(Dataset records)

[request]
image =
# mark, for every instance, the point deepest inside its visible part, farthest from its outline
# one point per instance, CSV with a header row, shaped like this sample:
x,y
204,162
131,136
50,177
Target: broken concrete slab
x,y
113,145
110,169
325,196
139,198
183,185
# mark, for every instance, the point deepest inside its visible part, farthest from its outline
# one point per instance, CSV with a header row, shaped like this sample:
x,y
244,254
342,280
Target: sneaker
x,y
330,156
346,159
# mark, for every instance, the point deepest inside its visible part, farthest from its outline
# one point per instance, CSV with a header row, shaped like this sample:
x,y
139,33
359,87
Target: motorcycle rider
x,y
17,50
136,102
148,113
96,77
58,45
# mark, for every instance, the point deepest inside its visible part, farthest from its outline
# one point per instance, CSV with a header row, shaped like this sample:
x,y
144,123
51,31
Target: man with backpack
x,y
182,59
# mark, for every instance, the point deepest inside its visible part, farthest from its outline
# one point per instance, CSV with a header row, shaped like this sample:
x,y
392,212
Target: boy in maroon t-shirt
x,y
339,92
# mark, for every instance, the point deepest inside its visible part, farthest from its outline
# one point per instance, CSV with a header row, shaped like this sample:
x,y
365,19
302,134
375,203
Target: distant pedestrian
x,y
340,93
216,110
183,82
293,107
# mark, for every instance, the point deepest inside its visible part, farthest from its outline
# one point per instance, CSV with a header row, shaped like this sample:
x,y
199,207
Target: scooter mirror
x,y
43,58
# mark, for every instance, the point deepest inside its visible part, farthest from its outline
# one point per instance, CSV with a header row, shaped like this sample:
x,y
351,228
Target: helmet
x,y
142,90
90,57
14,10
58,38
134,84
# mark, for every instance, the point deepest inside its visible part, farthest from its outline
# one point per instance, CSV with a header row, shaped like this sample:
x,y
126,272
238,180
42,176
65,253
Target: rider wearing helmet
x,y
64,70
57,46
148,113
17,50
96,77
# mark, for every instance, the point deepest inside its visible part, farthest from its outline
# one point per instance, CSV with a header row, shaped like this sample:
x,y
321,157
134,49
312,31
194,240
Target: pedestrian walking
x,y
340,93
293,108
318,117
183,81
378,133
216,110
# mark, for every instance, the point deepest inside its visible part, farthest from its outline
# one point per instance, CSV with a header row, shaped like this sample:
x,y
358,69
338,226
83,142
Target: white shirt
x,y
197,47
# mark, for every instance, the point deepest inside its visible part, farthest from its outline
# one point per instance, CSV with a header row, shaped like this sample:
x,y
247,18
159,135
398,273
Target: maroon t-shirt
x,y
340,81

> _What is being asked_
Write every entry out again, exactly as it stands.

> _Solution for this task_
[request]
image =
# mark, for every instance, the point deepest inside its visible part, farthest from its outline
# one point per instance, CSV with a header row, shaped like this sample:
x,y
204,162
131,136
50,177
Target: broken concrete slab
x,y
113,145
110,169
325,196
139,198
183,185
# mark, for every instance, the point deepest inside its visible part, farthest from its outline
# one point per instance, CSV with a header row, shaped like this sample:
x,y
244,254
342,280
Target: sneaker
x,y
330,156
346,159
# mark, for every instance, the point deepest inside its visible part, farthest from its outline
# one point per instance, CSV with a header row, shaped like this sample:
x,y
139,33
359,87
Target: motorcycle rider
x,y
17,50
136,102
148,113
96,77
58,45
# mark, for every instance, the point deepest inside its visible part, farthest from its outline
# one point per instance, CSV with a header row, shaped like this sample:
x,y
144,123
51,31
Target: man with backpack
x,y
182,59
# mark, for every instance, the point deepest inside its visible part, farthest from its outline
# one point per instance, CSV with a header row, shaped like this sample:
x,y
392,212
Target: boy in maroon t-shirt
x,y
339,92
# mark, for every instance, the point deepest inside its visible part, farthest from its outline
# one point per instance, CSV with a header row, shaped like this sample:
x,y
365,19
302,134
375,203
Target: distant pedestrian
x,y
340,93
216,110
183,82
293,107
# mark, for every instance, the point deepest inside its visible part, farthest from its outline
# one point per instance, CSV with a header row, shaped like this sample:
x,y
199,207
Target: scooter mirror
x,y
43,58
# mark, for every instance, the point deepest inside its visible part, farthest from its outline
# one point per instance, CSV with a header row, shaped like this sample:
x,y
351,228
Target: helmet
x,y
142,90
90,57
14,10
58,38
134,84
# mark, for every instance, the point deepest inside its visible part, farthest from its outline
# one point per instance, CSV with a header row, shaped like this sample:
x,y
126,272
238,180
42,176
65,253
Target: rider wearing helmet
x,y
64,70
57,46
148,113
17,50
96,77
# mark, for every instance, the point deepest inside its visible part, farthest from its outline
# one point per instance, CSV with a header row, shaped like this sample:
x,y
321,157
134,49
312,31
194,240
Target: pedestrian walking
x,y
340,93
293,108
318,117
183,81
378,133
216,110
# mark, for every instance, the point deepest inside its visible part, farthest from its outline
# one point per instance, CSV with a header row, shaped like this sample:
x,y
358,69
338,226
83,142
Target: white shirt
x,y
197,47
# mark, for every instance, the point deepest inside its visible part, farthest from its outline
# one point per instance, CSV with a header row, shaped like this sample:
x,y
247,18
159,135
398,273
Target: maroon t-shirt
x,y
340,81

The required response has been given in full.